*Given request a*
Summarize the interview with Ian Barrington in two sentences.

*Supplied text*
□ □ □ □ □

Interviews

‘Post-Black’; An intimate conversation with Contemporary Artist Ian Barrington By Rayvenn Shaleigha D’Clark

‘Being ‘post-black’ does not mean ‘post-identity‘; it means I’m unwilling to be defined by historical paradigms built by those wielding power to deliver fear and ignorance, and to limit both my humanity and ambition’ (Ian Barrington on 29th March, 2018)

I will admit that it was this single quote – among all the other insightful comments Ian posts to his page –  that attracted me to interview this particular artist who I have the pleasure of working alongside during my current MA at Chelsea College of Arts. I guess in stumbling across the aforementioned comment late one night on Facebook in another fit of procrastination as I come to the end of my Masters, I suppose I was struck by the eloquence and thoughtfulness of his commentary. This is not to say that I didn’t hold him in already high esteem, Ian being someone I admire as a proactive and passionate artist, but that – rather ashamedly – the comment was a bit high brow for the likes of Facebook, having garnered an impressive number of likes, admiration and reciprocal commentary. In the ever-evolving conversation surrounding diversity, decolonisation, race and gender in the larger discussion of identity politics that we are all immersed within, I can confess that I found myself not quite understanding what his comment meant. Post-black? What was that I asked myself. Post-identity. The prefix of ‘post-’ always being something that has sent shivers down my spine, especially when employed in a art context, was I post-black? As such I begin, quite obsessively, to backtrack as far back as Facebook will allow me on Ian’s timeline – I justify this in my mind by saying that obsessively scrolling through his timeline for the next 30 minutes is OK because we are actually friends on facebook so it not really the same level of stalking. Thus I muster up the courage to send Ian a message.

What is is to be ‘post-Black’?

 

What is is to be ‘post-identity’?

□ □ □ □ □

*Data extract*

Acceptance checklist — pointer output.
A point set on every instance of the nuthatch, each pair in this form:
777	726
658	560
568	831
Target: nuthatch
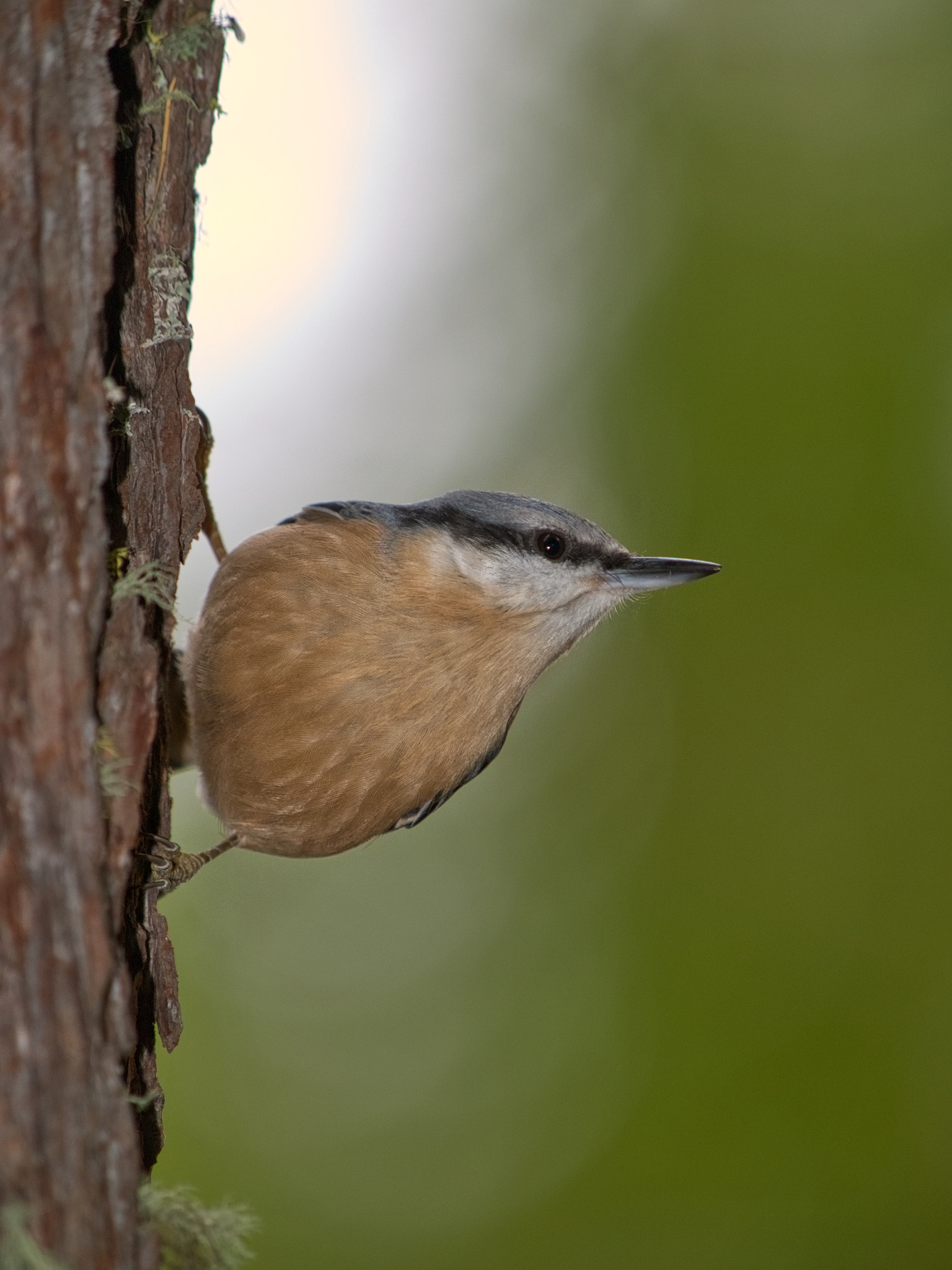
358	664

□ □ □ □ □

*Given request b*
Put each line of the nuthatch point listing above into a Markdown table with the columns Row and Line, numbering the rows and skipping blank lines. Leave the picture out of the table.

*Correct response a*
The writer explains that a Facebook comment by artist Ian Barrington, stating that being 'post-black' does not mean 'post-identity', prompted this interview with someone the writer works alongside during an MA at Chelsea College of Arts. Unsure what the comment meant, the writer scrolled back through his timeline and then worked up the courage to message him, and the piece sets out the questions of what it is to be 'post-Black' and 'post-identity'.

*Correct response b*
| Row | Line |
|---|---|
| 1 | Acceptance checklist — pointer output. |
| 2 | A point set on every instance of the nuthatch, each pair in this form: |
| 3 | 777	726 |
| 4 | 658	560 |
| 5 | 568	831 |
| 6 | Target: nuthatch |
| 7 | 358	664 |